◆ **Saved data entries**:
============================================================
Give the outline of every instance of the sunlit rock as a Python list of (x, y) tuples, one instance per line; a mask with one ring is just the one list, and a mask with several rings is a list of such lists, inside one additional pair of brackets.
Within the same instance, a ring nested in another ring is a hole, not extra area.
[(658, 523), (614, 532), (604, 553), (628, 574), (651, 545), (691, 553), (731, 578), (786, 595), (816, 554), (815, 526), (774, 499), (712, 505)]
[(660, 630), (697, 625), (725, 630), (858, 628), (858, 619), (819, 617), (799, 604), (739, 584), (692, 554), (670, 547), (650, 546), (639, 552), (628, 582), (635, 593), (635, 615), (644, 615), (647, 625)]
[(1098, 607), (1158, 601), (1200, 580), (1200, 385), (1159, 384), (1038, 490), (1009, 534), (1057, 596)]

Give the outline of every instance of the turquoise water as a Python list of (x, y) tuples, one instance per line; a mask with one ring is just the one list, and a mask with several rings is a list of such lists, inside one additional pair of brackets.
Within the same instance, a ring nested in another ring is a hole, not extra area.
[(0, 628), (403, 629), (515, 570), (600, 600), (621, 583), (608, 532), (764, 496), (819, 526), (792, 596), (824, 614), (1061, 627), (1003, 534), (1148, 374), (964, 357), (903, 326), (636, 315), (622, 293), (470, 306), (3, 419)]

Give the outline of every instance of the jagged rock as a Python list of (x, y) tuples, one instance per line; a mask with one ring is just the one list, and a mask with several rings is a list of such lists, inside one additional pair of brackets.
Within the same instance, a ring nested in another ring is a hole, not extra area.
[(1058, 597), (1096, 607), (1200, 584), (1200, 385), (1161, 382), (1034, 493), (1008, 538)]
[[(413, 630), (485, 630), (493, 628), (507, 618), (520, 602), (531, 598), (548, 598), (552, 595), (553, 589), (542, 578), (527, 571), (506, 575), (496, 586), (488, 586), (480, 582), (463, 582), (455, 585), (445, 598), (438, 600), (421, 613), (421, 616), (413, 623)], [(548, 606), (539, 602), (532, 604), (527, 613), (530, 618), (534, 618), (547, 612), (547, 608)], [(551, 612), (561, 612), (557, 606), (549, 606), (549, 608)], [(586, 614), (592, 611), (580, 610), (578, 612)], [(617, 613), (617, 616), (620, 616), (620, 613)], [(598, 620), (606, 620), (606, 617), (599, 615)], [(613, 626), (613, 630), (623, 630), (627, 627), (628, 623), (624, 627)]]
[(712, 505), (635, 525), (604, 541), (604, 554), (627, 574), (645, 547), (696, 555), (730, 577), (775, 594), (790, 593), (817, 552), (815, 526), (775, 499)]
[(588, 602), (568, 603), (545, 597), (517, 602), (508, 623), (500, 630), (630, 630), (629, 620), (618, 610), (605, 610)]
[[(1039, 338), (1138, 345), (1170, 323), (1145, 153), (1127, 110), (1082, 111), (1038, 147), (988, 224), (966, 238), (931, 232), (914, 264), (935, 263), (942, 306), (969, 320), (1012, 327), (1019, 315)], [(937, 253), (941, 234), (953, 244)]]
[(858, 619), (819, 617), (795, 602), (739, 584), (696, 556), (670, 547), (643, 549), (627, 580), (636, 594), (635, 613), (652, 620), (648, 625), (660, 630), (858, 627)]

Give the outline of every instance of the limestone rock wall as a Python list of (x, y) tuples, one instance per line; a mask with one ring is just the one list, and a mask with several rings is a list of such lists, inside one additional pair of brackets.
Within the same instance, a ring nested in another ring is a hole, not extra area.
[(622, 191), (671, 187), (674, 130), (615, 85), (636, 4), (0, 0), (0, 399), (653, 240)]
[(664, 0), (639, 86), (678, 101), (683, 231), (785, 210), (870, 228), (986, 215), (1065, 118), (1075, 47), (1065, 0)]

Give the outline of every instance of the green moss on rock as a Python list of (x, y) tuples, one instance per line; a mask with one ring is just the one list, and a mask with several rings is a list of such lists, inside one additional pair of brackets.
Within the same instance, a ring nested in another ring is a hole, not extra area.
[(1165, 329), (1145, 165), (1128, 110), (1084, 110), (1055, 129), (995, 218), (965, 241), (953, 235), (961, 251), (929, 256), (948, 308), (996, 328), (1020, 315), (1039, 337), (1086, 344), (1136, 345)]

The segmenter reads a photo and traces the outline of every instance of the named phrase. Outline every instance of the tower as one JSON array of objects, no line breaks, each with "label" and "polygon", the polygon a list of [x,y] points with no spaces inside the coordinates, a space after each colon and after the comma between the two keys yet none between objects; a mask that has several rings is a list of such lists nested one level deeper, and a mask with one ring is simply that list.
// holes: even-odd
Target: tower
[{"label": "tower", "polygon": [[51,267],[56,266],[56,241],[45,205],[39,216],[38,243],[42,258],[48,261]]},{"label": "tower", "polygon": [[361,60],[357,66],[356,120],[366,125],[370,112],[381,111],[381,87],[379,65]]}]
============================================================
◆ **Task statement**: Copy out the data exactly as it stands, leaving nothing out.

◆ **Answer to the problem**:
Give the outline of every instance of the sunlit rock as a Python list of (x, y) tuples, one instance per line; a mask with one ring is just the one list, and a mask with several rings is a list of such lists, inside one additional pair of brackets.
Within the same instance, a ring nested in another ring is a hole, not extra area.
[(658, 523), (614, 532), (604, 553), (628, 574), (651, 545), (691, 553), (731, 578), (786, 595), (816, 554), (815, 526), (774, 499), (712, 505)]
[(660, 630), (697, 625), (725, 630), (858, 628), (858, 619), (819, 617), (799, 604), (739, 584), (692, 554), (670, 547), (650, 546), (639, 552), (628, 582), (635, 593), (635, 615), (644, 615), (647, 625)]
[(1098, 607), (1158, 601), (1200, 580), (1200, 385), (1159, 384), (1038, 490), (1009, 534), (1057, 596)]

Give the outline of every instance of the turquoise water as a Python list of (x, y) tuples, one instance per line; a mask with one ring is just the one list, and a mask with several rings is a list of such lists, inside one additional pair of brackets.
Within the same instance, a ring nested in another ring is a hole, not extra area.
[(0, 628), (403, 629), (515, 570), (600, 600), (621, 583), (608, 532), (764, 496), (819, 526), (792, 596), (824, 614), (1061, 627), (1003, 534), (1148, 374), (964, 357), (903, 326), (636, 315), (622, 293), (470, 306), (3, 419)]

Give the outline of every instance of the jagged rock as a Python list of (x, y) tuples, one instance per line; a mask with one ring is just the one list, and a mask with several rings is a list of such lists, inside one additional pair of brackets.
Within the same instance, a ring nested in another ring is a hole, not extra area.
[(1058, 597), (1096, 607), (1200, 584), (1200, 385), (1161, 382), (1034, 493), (1008, 538)]
[[(413, 630), (485, 630), (493, 628), (507, 618), (520, 602), (531, 598), (548, 598), (552, 595), (553, 589), (542, 578), (527, 571), (506, 575), (496, 586), (488, 586), (480, 582), (463, 582), (455, 585), (445, 598), (438, 600), (421, 613), (421, 616), (413, 623)], [(548, 606), (539, 602), (532, 604), (527, 613), (530, 618), (534, 618), (547, 612), (547, 608)], [(551, 612), (561, 612), (557, 606), (549, 606), (549, 608)], [(586, 614), (592, 611), (580, 610), (578, 612)], [(617, 613), (617, 616), (620, 616), (620, 613)], [(598, 620), (606, 620), (606, 617), (599, 615)], [(613, 626), (613, 630), (623, 630), (627, 627), (628, 623), (624, 627)]]
[(712, 505), (635, 525), (604, 541), (604, 554), (627, 574), (645, 547), (696, 555), (730, 577), (775, 594), (790, 593), (817, 552), (815, 526), (775, 499)]
[(588, 602), (568, 603), (545, 597), (517, 602), (508, 623), (500, 630), (630, 630), (629, 620), (618, 610), (605, 610)]
[[(1039, 338), (1138, 345), (1170, 323), (1145, 153), (1127, 110), (1082, 111), (1038, 147), (988, 224), (966, 238), (931, 232), (914, 264), (935, 263), (942, 306), (969, 320), (1012, 327), (1019, 315)], [(937, 253), (941, 234), (953, 244)]]
[(858, 619), (819, 617), (795, 602), (739, 584), (696, 556), (670, 547), (643, 549), (627, 580), (636, 594), (635, 613), (652, 620), (648, 625), (660, 630), (858, 627)]

Give the outline of every instance of the limestone rock wall as a Python list of (x, y) tuples, one instance per line; a mask with one ring is just the one list, and a mask with several rings is a list of such lists, inside one additional pair of brackets.
Within the same instance, a ring nested in another ring is a hole, not extra area.
[(622, 191), (671, 187), (674, 130), (615, 85), (636, 4), (0, 0), (0, 399), (653, 240)]
[(664, 0), (639, 86), (678, 101), (683, 231), (785, 210), (870, 228), (986, 215), (1065, 118), (1075, 47), (1065, 0)]

Give the outline of every instance of the green moss on rock as a Python list of (x, y) tuples, one instance per line; a mask with one ring is just the one list, and a mask with several rings is a list of such lists, inside one additional pair of brackets.
Within the same instance, a ring nested in another ring is a hole, not extra area.
[(1165, 329), (1145, 165), (1128, 110), (1084, 110), (1055, 129), (995, 218), (965, 241), (953, 235), (961, 251), (929, 256), (948, 308), (996, 328), (1020, 315), (1039, 337), (1086, 344), (1136, 345)]

The segmenter reads a photo and traces the outline of every instance of the named phrase. Outline every instance of the tower as one JSON array of objects, no line breaks, each with "label" and "polygon", the polygon a list of [x,y] points with no spaces inside the coordinates, a space after each colon and after the comma between the two keys yet none between objects; a mask that has several rings is a list of such lists nested one level deeper, and a mask with one ring is simply that list.
// holes: even-odd
Target: tower
[{"label": "tower", "polygon": [[51,267],[56,266],[56,241],[45,205],[39,216],[38,243],[42,258],[48,261]]},{"label": "tower", "polygon": [[361,60],[357,66],[356,120],[366,125],[370,112],[381,111],[381,87],[379,65]]}]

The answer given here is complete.